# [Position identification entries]
■ ■ ■

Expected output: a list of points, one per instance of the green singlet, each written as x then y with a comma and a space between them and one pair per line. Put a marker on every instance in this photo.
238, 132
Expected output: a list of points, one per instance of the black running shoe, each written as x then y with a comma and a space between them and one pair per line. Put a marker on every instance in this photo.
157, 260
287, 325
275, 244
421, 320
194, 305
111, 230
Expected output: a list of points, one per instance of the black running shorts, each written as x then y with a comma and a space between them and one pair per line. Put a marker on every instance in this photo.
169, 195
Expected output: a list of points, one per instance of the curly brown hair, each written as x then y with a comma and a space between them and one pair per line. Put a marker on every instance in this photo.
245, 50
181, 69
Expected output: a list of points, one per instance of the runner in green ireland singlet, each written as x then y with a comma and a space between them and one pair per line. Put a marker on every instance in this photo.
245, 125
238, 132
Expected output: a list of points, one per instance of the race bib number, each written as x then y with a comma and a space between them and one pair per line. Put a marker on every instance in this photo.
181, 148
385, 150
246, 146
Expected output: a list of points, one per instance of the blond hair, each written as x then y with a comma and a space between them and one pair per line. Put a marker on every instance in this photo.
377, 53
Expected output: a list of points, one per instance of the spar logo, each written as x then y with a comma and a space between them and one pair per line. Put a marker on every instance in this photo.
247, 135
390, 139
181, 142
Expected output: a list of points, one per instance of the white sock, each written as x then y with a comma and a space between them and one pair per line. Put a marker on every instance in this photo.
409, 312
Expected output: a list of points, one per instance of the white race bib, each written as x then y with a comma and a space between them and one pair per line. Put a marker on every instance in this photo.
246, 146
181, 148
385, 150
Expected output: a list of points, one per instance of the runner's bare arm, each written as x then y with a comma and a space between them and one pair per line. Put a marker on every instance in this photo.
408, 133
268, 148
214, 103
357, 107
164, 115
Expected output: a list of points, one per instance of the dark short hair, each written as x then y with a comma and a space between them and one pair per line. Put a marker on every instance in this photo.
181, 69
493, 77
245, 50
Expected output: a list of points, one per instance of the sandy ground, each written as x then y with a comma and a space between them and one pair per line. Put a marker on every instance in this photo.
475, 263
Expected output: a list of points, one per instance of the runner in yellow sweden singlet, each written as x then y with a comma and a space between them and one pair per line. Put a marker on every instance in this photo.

■ ■ ■

# [REQUIREMENTS]
Please put everything from the line containing "of the spar" down through the end of the entries into a Markdown table with the columns "No." and "Line", one row per line, leaving out blank lines.

# [EXERCISE ANSWER]
| No. | Line |
|---|---|
| 1 | Expected output: a list of points, one per instance of the spar logo, each written as x then y with a comma and a space between them and one pair per line. Put a marker on every instance in this photo. |
| 2 | 247, 135 |
| 3 | 390, 139 |
| 4 | 181, 142 |
| 5 | Expected output: a list of points, one per instance of the white sock, each written as x then y with a comma and a space between them and one pair per line. Put a marker on every instance in this photo. |
| 6 | 409, 312 |
| 7 | Expected output: a list of points, one per instance of the white race bib, each written as x then y with a comma and a space between them and one pair per line. Put a marker on every instance in this photo. |
| 8 | 246, 146 |
| 9 | 181, 148 |
| 10 | 385, 150 |
| 11 | Expected output: a list of points, one per instance of the runner's bare arm, each written as x then y with a comma and a space between them and one pair per line. Put a marker on every instance in this photo. |
| 12 | 408, 133 |
| 13 | 268, 148 |
| 14 | 214, 103 |
| 15 | 357, 107 |
| 16 | 164, 115 |
| 17 | Expected output: a list of points, one per instance of the dark short hair, each written as x then y with a comma and a space between them and one pair per line. Put a marker on every instance in this photo. |
| 18 | 181, 69 |
| 19 | 493, 77 |
| 20 | 245, 50 |
| 21 | Expected output: a list of points, one per instance of the sandy ground, each written as x then y with a comma and a space between them and one pair per line. Put a marker on every instance in this photo. |
| 22 | 475, 263 |
| 23 | Expected output: a list of points, one per instance of the runner in yellow sweden singlet, each written as x then y with a comma and a space between them and one pair per line. Put a marker on every instance in this photo. |